▸ Task 1
In the Canon camera discussion, who described the EOS R as a mirrorless 6D Mark II with a 5D Mark IV sensor?
▸ Task 2
Retype the Canon camera discussion word for word, from "There's probably an" to "than a 6-Series.)".

▸ Document segment
════════════════

RP clearly is a 6D2 successor

Except it's not. The RP was a new class of budget FF digital camera. The very first from Canon. The 6-Series has always been mid-grade and the 5-Series evolved from upper mid-grade with the 5D Mark II to pro-grade with the 5D Mark III (which was essentially a non-gripped 1Ds Mark IV).

The EOS R was a mirrorless 6D Mark II with a 5D Mark IV sensor. That's how Roger Cicala described it. Insisting the EOS R was a 5-Series body because it has a sensor formerly used in the 5D Mark IV is about as ridiculous as claiming the R6 is a 1-Series body because it has the same sensor as the 1D X Mark III.

There's probably an argument that the R8 also exists to placate those who used to buy the x0D series as well. Maybe it does double duty?

In that analogy the RP is the FF 77D. (The 77D is slightly more camera than a Rebel, slightly less camera than an xOD, the RP is slightly more camera than a FF Rebel, slightly less than a 6-Series.)

Having owned the 80D (well, it was my wife's and now my son's), I felt it was a fun, geeky, and relatively affordable alternative to the much more expensive full frames: it gave the "feel" of an "upscale camera" as seen in the hands of the well-heeled out on holiday, like that stranger who steps onto a float plane in Alaska with their 5Dx amidst the sea of people clutching their Best Buy bodies.

:LOL: :D:LOL::D:LOL::D

Maybe the 7D Mark II, because when looking through the viewfinder it looked like a 5-Series, or even 1-Series VF, and it did feel like a 5-Series camera when shooting with it.

But no one "stepping onto a float plane in Alaska" is mistaking a 7D or xoD for a 5-Series body "amidst a sea of Big Box store bodies." (By the way, plenty of people bought early 5-Series bodies at Best Buy. I bought a 50D body at Best Buy once upon a time when I needed it faster than FedEx could get it from B&H to me.)

════════════════

▸ Supplied information
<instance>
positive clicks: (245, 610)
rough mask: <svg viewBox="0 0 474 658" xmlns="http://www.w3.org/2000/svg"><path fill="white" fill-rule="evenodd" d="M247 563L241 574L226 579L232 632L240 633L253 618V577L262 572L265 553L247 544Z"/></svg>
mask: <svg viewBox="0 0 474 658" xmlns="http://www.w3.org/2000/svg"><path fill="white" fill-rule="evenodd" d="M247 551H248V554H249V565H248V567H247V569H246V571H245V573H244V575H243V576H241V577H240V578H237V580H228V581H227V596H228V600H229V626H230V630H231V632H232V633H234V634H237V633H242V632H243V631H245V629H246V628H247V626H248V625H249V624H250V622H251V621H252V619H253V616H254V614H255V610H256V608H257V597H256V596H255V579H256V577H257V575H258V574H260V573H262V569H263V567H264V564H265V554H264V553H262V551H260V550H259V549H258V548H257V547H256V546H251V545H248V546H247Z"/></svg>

════════════════

▸ Answer section 1
Roger Cicala

▸ Answer section 2
There's probably an argument that the R8 also exists to placate those who used to buy the x0D series as well. Maybe it does double duty?

In that analogy the RP is the FF 77D. (The 77D is slightly more camera than a Rebel, slightly less camera than an xOD, the RP is slightly more camera than a FF Rebel, slightly less than a 6-Series.)